Advantages of OP-FTIR include its ability to simultaneously and continuously analyze many compounds, and its long path length monitoring has also shown advantages over traditional single-point monitoring methods. Therefore, it is a very useful real-time monitoring tool. The literature indicates that OP-FTIR has been widely used for methane, CO, carbon dioxide (CO^sub 2^), SO^sub 2^, nitrous oxide (NO), and ammonia monitoring, mainly because these species have unique absorptions in the infrared (IR) wavelength range, and thus have good detection sensitivity and less interference from water moisture. However, applications of OP-FTIR in the area of VOC monitoring were shown less often.5,8,10-15 Recently OP-FTIR was introduced into Taiwan because of the need to monitor VOCs.15-17 In this paper, we present some of our experiences utilizing OP-FTIR to monitor VOC emissions in chemical manufacturing processes. Two scenarios are discussed: one in a paint manufacturing plant, and the other in a lubricant manufacturing process.

EXPERIMENTAL METHODS

The OP-FTIR system utilized in this research was the RAM 2000 Remote Air Monitoring System, manufactured by AIL System, Inc., consisting of a FTIR unit, a retroreflector, and an operational computer with RMMSoft software. AIL Systems’ FTIR is composed of an IR source, a standard mid-band mercury cadmium telluride (MCT) detector, and a telescope. A liquid nitrogen automatic filling system was equipped to maintain the MCT detector at the temperature of 77 K. The retroreflector consists of a panel of gold-coated precision corner cube mounted in a protective housing and placed at the end of the measurement path facing the telescope.

The FTIR data were analyzed by using a multilevel classical least- square (CLS) method in combination with reference IR spectra generated from the MIDAC database. The modulated signal was an interferogram, which was Fourier transformed to produce a spectrum from 700 to 4000 cm-1 at a resolution of 0.5 cm-1. A total of 128 interferograms were co-added for each spectrum, and on average a spectral data was produced in every 2 min. Wave numbers of detection are listed in Tables 1 and 2 for the species identified. For each monitoring scenario, a 3-day continuous monitoring was performed.

[Instruction 1] List the components that make up the RAM 2000 Remote Air Monitoring System, according to the OP-FTIR excerpt.
[Instruction 2] From the OP-FTIR excerpt, write out the passage from "The OP-FTIR system" up to and including "facing the telescope.".

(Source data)
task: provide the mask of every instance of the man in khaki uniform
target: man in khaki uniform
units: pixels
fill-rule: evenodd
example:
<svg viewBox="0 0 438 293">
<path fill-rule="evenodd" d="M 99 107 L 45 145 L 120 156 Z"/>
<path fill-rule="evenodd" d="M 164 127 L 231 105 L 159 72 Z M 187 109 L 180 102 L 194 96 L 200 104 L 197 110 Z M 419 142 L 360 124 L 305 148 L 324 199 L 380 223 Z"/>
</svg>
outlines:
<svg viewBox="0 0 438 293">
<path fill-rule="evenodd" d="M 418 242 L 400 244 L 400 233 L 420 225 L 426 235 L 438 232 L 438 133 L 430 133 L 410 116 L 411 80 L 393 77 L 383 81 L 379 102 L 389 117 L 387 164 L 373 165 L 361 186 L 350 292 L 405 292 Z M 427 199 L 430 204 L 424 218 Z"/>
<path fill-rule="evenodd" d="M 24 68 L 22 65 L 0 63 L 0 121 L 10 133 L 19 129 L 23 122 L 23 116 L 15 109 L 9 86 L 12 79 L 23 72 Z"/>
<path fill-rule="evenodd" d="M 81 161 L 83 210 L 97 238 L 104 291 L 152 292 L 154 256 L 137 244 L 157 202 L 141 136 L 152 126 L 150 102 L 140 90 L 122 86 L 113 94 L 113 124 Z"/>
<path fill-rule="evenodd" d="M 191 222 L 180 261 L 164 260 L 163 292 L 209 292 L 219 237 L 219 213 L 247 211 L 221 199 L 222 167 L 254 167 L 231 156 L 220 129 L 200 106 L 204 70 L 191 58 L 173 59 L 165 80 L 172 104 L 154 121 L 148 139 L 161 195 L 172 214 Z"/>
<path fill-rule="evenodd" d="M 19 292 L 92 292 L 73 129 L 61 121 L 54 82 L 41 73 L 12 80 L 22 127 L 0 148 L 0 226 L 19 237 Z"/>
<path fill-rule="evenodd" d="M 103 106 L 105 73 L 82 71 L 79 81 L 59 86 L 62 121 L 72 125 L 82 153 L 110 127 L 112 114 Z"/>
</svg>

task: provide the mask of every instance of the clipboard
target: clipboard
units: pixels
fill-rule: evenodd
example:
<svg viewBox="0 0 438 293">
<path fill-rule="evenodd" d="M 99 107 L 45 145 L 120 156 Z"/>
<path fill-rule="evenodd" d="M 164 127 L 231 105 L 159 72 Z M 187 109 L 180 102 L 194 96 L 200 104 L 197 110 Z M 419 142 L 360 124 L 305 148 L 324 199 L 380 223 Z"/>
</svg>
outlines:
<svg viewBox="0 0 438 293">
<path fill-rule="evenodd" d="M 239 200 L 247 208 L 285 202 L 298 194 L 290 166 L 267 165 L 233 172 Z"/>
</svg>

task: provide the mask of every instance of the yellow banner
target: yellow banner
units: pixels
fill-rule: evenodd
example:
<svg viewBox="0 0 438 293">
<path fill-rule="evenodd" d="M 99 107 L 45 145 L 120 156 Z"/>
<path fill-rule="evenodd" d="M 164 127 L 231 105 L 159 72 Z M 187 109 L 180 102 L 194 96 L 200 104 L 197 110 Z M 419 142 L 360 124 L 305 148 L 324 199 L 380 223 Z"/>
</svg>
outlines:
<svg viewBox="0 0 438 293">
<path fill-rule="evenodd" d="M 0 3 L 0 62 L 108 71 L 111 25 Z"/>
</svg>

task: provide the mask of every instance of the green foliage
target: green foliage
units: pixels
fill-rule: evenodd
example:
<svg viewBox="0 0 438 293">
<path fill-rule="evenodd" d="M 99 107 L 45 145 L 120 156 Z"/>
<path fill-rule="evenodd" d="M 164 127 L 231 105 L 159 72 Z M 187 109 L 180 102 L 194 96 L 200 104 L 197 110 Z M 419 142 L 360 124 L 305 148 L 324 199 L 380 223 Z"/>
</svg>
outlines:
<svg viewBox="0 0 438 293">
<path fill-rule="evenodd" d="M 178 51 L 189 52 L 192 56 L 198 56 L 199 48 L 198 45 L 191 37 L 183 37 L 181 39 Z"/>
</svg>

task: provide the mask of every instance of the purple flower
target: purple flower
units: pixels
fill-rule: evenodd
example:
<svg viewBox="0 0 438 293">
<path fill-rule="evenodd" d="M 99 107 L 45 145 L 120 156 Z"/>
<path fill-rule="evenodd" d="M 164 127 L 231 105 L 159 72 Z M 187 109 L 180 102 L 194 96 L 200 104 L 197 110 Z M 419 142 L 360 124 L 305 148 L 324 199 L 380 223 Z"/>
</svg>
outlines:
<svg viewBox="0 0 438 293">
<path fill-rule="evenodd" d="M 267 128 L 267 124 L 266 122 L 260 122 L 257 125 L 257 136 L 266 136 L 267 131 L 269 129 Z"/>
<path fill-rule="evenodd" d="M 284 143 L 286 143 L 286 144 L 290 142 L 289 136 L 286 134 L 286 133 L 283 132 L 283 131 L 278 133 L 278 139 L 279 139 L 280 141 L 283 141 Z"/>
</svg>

[Complete response 1]
- An FTIR unit
- A retroreflector
- An operational computer with RMMSoft software

[Complete response 2]
The OP-FTIR system utilized in this research was the RAM 2000 Remote Air Monitoring System, manufactured by AIL System, Inc., consisting of a FTIR unit, a retroreflector, and an operational computer with RMMSoft software. AIL Systems’ FTIR is composed of an IR source, a standard mid-band mercury cadmium telluride (MCT) detector, and a telescope. A liquid nitrogen automatic filling system was equipped to maintain the MCT detector at the temperature of 77 K. The retroreflector consists of a panel of gold-coated precision corner cube mounted in a protective housing and placed at the end of the measurement path facing the telescope.